• **Source**
────
The MASM Forum Archive 2004 to 2012

General Forums => The Workshop => Topic started by: ecube on April 18, 2009, 12:13:52 AM

Title: What's the deal with SSE5
Post by: ecube on April 18, 2009, 12:13:52 AM
http://en.wikipedia.org/wiki/SSE5

I don't get why AMD calls it sse5 when it doesn't support all of intel's sse4. They should just give it a unique name to avoid confusion.

atleast

"Intel's pre-Nehalem cores contain only a partial implementation of SSE4, called SSE4.1. This poses some difficulty and extra work for compilers and assembly-level hand tuning of code."

makes some sense.

Also does anyone have a amd processor capable of testing sse5 instructions?
────
• **Data**
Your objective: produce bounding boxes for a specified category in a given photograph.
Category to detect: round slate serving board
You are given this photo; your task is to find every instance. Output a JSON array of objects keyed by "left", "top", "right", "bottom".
────
• **Task requirements**
**1)** List every instruction set extension named in the forum thread about SSE5, giving each one once.
**2)** In the forum thread about SSE5, rewrite the passage starting with "Title: What's the" and going on through "to avoid confusion.", swapping "unique name" for "distinct name".

• **Responses in order**
**1)** SSE5, SSE4, SSE4.1

**2)**
Title: What's the deal with SSE5
Post by: ecube on April 18, 2009, 12:13:52 AM
http://en.wikipedia.org/wiki/SSE5

I don't get why AMD calls it sse5 when it doesn't support all of intel's sse4. They should just give it a distinct name to avoid confusion.